Requirement A :: List the purposes of movement that the article on skilled movement names in its sentence beginning "Whether it be".
Requirement B :: Repeat the article on skilled movement word for word, everything from "Cracking the Mystery" down to "disease and disorders.".

Selected text ::

****

Cracking the Mystery of How the Brain Achieves Skilled Movement

October 2, 2020

A team led by Technion’s Professor Jackie Schiller has uncovered surprising ways the brain learns and adapts skilled movement. The findings hold promise for future treatments of brain disease and disorders.

Survival depends on our ability to move. Whether it be to acquire food, eat, take care of our offspring, or protect ourselves, the coordinated movements we make daily require subconscious adjustments and adaptation to changes in the environment or our bodies. The brain must learn from previous movements and use that information to correct current and future movements. However, little is known about how neurons in the motor cortex – the part of the brain that directs skilled movement – process and apply experience to achieve coordinated and essential skilled movement.

A study, published recently in the Neuron, addresses research questions that include whether the neurons (nerve cells) register the reward (food), the movement, or both, and how the neurons track positive or negative task outcomes irrespective of actual reward or movement. The study also uncovers new information on the cell-type-specific organization in this part of the brain, and its use for motor control and learning skilled movements.

The researchers used a dexterity task in mice – reaching and grasping for food – and monitored what was happening in the mouse primary motor cortex (M1) where motor plans are being learned and controlled.

****

Recorded data ::
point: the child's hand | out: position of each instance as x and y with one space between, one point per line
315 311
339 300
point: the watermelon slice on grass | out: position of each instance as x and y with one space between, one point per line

****

Answer box A ::
- acquire food
- eat
- take care of our offspring
- protect ourselves

Answer box B ::
Cracking the Mystery of How the Brain Achieves Skilled Movement

October 2, 2020

A team led by Technion’s Professor Jackie Schiller has uncovered surprising ways the brain learns and adapts skilled movement. The findings hold promise for future treatments of brain disease and disorders.